La generación de cristal es el reflejo más patético de nuestra época. No saben perder porque jamás han intentado ganar de verdad. No toleran la falta porque han crecido creyendo que todo se les debe.
No soportan la frustración porque nunca han aprendido a enfrentar el dolor. Son niños con vello en los testículos, lloriqueando por cualquier cosa que no encaje con su fantasía de un mundo perfecto.
"Todo les ofende, todo les hiere, pero no tienen la menor intención de cambiarlo porque eso implicaría mirar al espejo y aceptar que el problema no está afuera. Está dentro de ellos mismos."
Estos hombres rotos –si es que merecen llamarse hombres– jamás pondrían un pie en terapia. ¿Cómo podrían? La terapia no es un lugar para quejarse ni para buscar consuelo. Es un campo de batalla donde se desmoronan las mentiras que te cuentas y te enfrentas al peso brutal de tu responsabilidad. Y eso, para ellos, es imposible.
La generación de cristal ha sido entrenada para huir de todo lo que les incomode, para refugiarse en el victimismo infantil de quien culpa al sistema, a la sociedad, a los padres, a la pareja, a cualquiera, menos a sí mismos.
El problema no es la fragilidad; el problema es glorificarla.
No se trata de sentir, sino de saber qué hacer con lo que sientes. Pero estos hombres se han rendido antes de empezar. Prefieren quejarse, llorar y esperar que alguien más los salve. ¿Cómo podrían ir a terapia, si la terapia exige lo que ellos no tienen: valor? Porque, y esto es algo que la generación de cristal no puede comprender, la terapia no es para los débiles. Es para los que están dispuestos a asumir el control total de su vida.
Por otro lado, está el macho de cartón, el que piensa que ir a terapia lo hace menos hombre. El que tapa sus miserias con ruido, con una virilidad mal entendida que no es más que cobardía disfrazada. No van a terapia porque enfrentarse a su propia mierda les resulta aterrador.
Es más fácil ahogar sus demonios en alcohol, gritos o silencio que admitir que algo está mal. Pero ambos, cristal y cartón, comparten una misma raíz: la incapacidad de asumir responsabilidad.
La verdadera masculinidad no tiene nada que ver con aparentar. Se construye sobre tres pilares: asumir tu propia vida, liderar tu existencia y actuar con conciencia. Esto significa enfrentarte a ti mismo, aceptar tus carencias y trabajar para trascenderlas. Y sí, eso implica incomodidad. Implica mirar al dolor de frente y no retroceder.

### Tarea asignada 1
Según el texto sobre la generación de cristal, ¿cuáles son los tres pilares sobre los que se construye la verdadera masculinidad?
### Tarea asignada 2
Explica por qué, según el texto sobre la generación de cristal, los hombres de esa generación "jamás pondrían un pie en terapia".

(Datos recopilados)
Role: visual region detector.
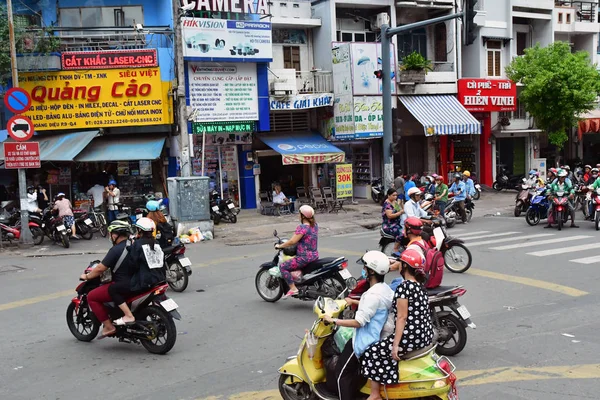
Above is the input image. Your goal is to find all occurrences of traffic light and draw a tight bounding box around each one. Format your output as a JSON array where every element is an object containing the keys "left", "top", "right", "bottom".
[{"left": 463, "top": 0, "right": 477, "bottom": 46}]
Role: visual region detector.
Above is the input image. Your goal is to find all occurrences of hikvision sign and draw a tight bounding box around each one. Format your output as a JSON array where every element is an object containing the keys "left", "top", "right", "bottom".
[{"left": 179, "top": 0, "right": 269, "bottom": 15}]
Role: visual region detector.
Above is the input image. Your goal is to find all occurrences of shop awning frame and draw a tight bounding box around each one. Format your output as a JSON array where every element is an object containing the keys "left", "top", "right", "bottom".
[{"left": 399, "top": 95, "right": 481, "bottom": 136}]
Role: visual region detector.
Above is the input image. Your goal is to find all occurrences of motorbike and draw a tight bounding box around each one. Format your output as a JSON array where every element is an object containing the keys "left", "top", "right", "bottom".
[
  {"left": 525, "top": 188, "right": 550, "bottom": 226},
  {"left": 371, "top": 178, "right": 385, "bottom": 204},
  {"left": 67, "top": 261, "right": 181, "bottom": 354},
  {"left": 278, "top": 297, "right": 458, "bottom": 400},
  {"left": 254, "top": 230, "right": 356, "bottom": 303},
  {"left": 162, "top": 243, "right": 192, "bottom": 292}
]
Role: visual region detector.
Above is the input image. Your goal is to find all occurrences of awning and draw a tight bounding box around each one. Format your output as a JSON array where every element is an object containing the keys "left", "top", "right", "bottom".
[
  {"left": 259, "top": 133, "right": 346, "bottom": 165},
  {"left": 75, "top": 134, "right": 165, "bottom": 162},
  {"left": 399, "top": 95, "right": 481, "bottom": 136},
  {"left": 0, "top": 130, "right": 98, "bottom": 161}
]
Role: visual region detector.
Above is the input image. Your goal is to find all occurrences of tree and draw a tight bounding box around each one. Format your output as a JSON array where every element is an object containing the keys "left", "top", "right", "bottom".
[{"left": 506, "top": 42, "right": 600, "bottom": 150}]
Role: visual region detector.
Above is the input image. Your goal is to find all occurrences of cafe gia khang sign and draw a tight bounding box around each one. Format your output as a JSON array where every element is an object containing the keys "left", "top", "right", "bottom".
[{"left": 458, "top": 79, "right": 517, "bottom": 112}]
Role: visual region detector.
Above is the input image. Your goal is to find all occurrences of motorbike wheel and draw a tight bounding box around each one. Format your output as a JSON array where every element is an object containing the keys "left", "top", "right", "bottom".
[
  {"left": 29, "top": 226, "right": 44, "bottom": 246},
  {"left": 135, "top": 306, "right": 177, "bottom": 354},
  {"left": 166, "top": 261, "right": 190, "bottom": 293},
  {"left": 277, "top": 374, "right": 314, "bottom": 400},
  {"left": 435, "top": 314, "right": 467, "bottom": 356},
  {"left": 67, "top": 302, "right": 100, "bottom": 342},
  {"left": 525, "top": 210, "right": 541, "bottom": 226},
  {"left": 443, "top": 243, "right": 473, "bottom": 274},
  {"left": 254, "top": 269, "right": 283, "bottom": 303}
]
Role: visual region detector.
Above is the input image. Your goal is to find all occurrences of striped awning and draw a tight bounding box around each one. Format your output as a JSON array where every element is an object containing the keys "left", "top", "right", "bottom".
[{"left": 399, "top": 95, "right": 481, "bottom": 136}]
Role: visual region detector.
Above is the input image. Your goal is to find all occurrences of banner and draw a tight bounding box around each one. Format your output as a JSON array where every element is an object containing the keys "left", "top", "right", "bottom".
[
  {"left": 19, "top": 68, "right": 173, "bottom": 131},
  {"left": 181, "top": 17, "right": 273, "bottom": 62},
  {"left": 188, "top": 63, "right": 258, "bottom": 122},
  {"left": 335, "top": 164, "right": 353, "bottom": 199}
]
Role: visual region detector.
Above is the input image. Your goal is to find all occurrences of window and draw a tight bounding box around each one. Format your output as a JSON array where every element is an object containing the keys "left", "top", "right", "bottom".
[
  {"left": 283, "top": 46, "right": 302, "bottom": 71},
  {"left": 487, "top": 40, "right": 502, "bottom": 77}
]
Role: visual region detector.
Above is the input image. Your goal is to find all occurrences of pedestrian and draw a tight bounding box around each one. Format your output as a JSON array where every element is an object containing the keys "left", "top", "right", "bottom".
[{"left": 104, "top": 180, "right": 121, "bottom": 224}]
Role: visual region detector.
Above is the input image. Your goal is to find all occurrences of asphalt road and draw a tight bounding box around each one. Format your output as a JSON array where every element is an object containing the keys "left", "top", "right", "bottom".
[{"left": 0, "top": 212, "right": 600, "bottom": 400}]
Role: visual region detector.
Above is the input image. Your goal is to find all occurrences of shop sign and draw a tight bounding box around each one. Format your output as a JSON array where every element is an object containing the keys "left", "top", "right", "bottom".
[
  {"left": 458, "top": 79, "right": 517, "bottom": 112},
  {"left": 335, "top": 164, "right": 353, "bottom": 199},
  {"left": 188, "top": 63, "right": 258, "bottom": 122},
  {"left": 269, "top": 93, "right": 333, "bottom": 110},
  {"left": 4, "top": 142, "right": 42, "bottom": 169},
  {"left": 181, "top": 17, "right": 273, "bottom": 62},
  {"left": 61, "top": 49, "right": 158, "bottom": 70},
  {"left": 19, "top": 68, "right": 173, "bottom": 131}
]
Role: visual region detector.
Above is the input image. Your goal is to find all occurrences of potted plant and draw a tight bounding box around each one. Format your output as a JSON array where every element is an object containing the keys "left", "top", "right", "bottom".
[{"left": 400, "top": 51, "right": 433, "bottom": 82}]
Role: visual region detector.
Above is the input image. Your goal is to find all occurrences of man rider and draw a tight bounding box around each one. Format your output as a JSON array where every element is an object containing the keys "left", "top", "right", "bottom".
[
  {"left": 544, "top": 169, "right": 579, "bottom": 228},
  {"left": 448, "top": 174, "right": 467, "bottom": 224},
  {"left": 323, "top": 251, "right": 394, "bottom": 400}
]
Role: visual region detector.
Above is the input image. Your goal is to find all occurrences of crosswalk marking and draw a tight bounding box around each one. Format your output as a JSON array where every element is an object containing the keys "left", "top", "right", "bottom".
[
  {"left": 527, "top": 243, "right": 598, "bottom": 257},
  {"left": 569, "top": 256, "right": 600, "bottom": 264},
  {"left": 490, "top": 235, "right": 591, "bottom": 250},
  {"left": 468, "top": 233, "right": 554, "bottom": 247}
]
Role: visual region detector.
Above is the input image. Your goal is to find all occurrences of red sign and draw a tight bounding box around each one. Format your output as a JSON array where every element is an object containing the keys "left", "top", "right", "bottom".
[
  {"left": 61, "top": 49, "right": 158, "bottom": 69},
  {"left": 458, "top": 78, "right": 517, "bottom": 112},
  {"left": 4, "top": 142, "right": 41, "bottom": 169},
  {"left": 6, "top": 115, "right": 34, "bottom": 142}
]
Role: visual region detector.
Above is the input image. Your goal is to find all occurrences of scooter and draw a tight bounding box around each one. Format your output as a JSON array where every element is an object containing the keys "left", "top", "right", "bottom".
[{"left": 278, "top": 297, "right": 458, "bottom": 400}]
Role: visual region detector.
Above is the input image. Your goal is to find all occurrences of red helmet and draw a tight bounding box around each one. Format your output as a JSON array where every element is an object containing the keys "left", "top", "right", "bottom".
[{"left": 404, "top": 217, "right": 423, "bottom": 235}]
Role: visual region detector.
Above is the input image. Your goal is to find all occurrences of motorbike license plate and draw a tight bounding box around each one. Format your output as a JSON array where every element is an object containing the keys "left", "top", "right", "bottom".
[
  {"left": 456, "top": 306, "right": 471, "bottom": 319},
  {"left": 160, "top": 299, "right": 179, "bottom": 311},
  {"left": 340, "top": 269, "right": 352, "bottom": 279},
  {"left": 179, "top": 257, "right": 192, "bottom": 267}
]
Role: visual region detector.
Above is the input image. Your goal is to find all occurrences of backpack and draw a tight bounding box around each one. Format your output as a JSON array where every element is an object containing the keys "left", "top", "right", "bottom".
[{"left": 415, "top": 242, "right": 444, "bottom": 289}]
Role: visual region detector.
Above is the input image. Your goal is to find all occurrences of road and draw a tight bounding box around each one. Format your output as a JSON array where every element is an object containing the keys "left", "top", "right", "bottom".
[{"left": 0, "top": 212, "right": 600, "bottom": 400}]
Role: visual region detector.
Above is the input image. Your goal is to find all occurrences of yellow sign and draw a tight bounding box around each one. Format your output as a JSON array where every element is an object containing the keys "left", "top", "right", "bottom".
[
  {"left": 335, "top": 164, "right": 352, "bottom": 199},
  {"left": 19, "top": 68, "right": 173, "bottom": 131}
]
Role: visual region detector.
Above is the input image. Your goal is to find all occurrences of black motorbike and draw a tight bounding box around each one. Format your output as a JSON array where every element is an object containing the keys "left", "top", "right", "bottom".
[{"left": 254, "top": 231, "right": 356, "bottom": 303}]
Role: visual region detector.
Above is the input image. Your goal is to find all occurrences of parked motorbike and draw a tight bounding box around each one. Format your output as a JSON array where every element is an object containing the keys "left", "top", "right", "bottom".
[
  {"left": 525, "top": 188, "right": 550, "bottom": 226},
  {"left": 162, "top": 243, "right": 192, "bottom": 292},
  {"left": 254, "top": 231, "right": 356, "bottom": 302},
  {"left": 67, "top": 261, "right": 181, "bottom": 354},
  {"left": 278, "top": 297, "right": 458, "bottom": 400}
]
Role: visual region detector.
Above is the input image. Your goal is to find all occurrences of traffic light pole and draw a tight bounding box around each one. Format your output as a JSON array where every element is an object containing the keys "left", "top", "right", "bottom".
[{"left": 381, "top": 12, "right": 464, "bottom": 188}]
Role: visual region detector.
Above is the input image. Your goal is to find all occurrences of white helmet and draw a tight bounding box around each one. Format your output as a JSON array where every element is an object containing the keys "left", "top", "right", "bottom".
[{"left": 362, "top": 250, "right": 390, "bottom": 275}]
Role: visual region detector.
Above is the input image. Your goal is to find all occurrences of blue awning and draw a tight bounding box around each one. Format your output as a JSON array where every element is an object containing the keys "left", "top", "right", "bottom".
[
  {"left": 75, "top": 135, "right": 165, "bottom": 162},
  {"left": 0, "top": 130, "right": 98, "bottom": 161},
  {"left": 259, "top": 133, "right": 346, "bottom": 165},
  {"left": 399, "top": 95, "right": 481, "bottom": 136}
]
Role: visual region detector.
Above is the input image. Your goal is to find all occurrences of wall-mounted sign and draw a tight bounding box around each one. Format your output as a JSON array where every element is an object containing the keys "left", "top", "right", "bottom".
[
  {"left": 458, "top": 78, "right": 517, "bottom": 112},
  {"left": 269, "top": 93, "right": 333, "bottom": 110},
  {"left": 19, "top": 68, "right": 173, "bottom": 131},
  {"left": 181, "top": 17, "right": 273, "bottom": 62},
  {"left": 188, "top": 63, "right": 258, "bottom": 122},
  {"left": 61, "top": 49, "right": 158, "bottom": 70}
]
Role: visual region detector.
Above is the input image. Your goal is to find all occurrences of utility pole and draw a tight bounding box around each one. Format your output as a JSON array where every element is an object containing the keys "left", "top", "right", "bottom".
[
  {"left": 173, "top": 0, "right": 194, "bottom": 176},
  {"left": 6, "top": 0, "right": 33, "bottom": 246}
]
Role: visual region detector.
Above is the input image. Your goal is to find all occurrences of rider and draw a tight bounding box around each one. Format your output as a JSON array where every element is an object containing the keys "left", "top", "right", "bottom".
[
  {"left": 323, "top": 251, "right": 394, "bottom": 400},
  {"left": 275, "top": 204, "right": 319, "bottom": 299},
  {"left": 544, "top": 169, "right": 579, "bottom": 228},
  {"left": 448, "top": 173, "right": 467, "bottom": 224}
]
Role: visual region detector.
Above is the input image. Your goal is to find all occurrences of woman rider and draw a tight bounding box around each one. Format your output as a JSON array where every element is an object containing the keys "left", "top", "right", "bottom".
[{"left": 275, "top": 204, "right": 319, "bottom": 299}]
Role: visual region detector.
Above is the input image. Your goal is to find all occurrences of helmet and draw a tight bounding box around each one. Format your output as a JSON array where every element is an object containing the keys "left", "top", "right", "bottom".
[
  {"left": 146, "top": 200, "right": 160, "bottom": 211},
  {"left": 400, "top": 249, "right": 423, "bottom": 269},
  {"left": 299, "top": 204, "right": 315, "bottom": 218},
  {"left": 404, "top": 217, "right": 423, "bottom": 235},
  {"left": 407, "top": 188, "right": 421, "bottom": 197},
  {"left": 361, "top": 250, "right": 390, "bottom": 275},
  {"left": 107, "top": 220, "right": 131, "bottom": 235},
  {"left": 135, "top": 217, "right": 156, "bottom": 232}
]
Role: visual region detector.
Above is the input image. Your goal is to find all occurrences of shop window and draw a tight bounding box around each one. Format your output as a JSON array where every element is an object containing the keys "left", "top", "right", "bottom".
[
  {"left": 283, "top": 46, "right": 302, "bottom": 71},
  {"left": 487, "top": 40, "right": 502, "bottom": 77}
]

### Respuesta 1
Asumir tu propia vida, liderar tu existencia y actuar con conciencia.

### Respuesta 2
La terapia no es un lugar para quejarse ni para buscar consuelo, sino un campo de batalla donde se desmoronan las mentiras que uno se cuenta y se enfrenta el peso de la propia responsabilidad. Además, exige valor, algo que, según el texto, ellos no tienen.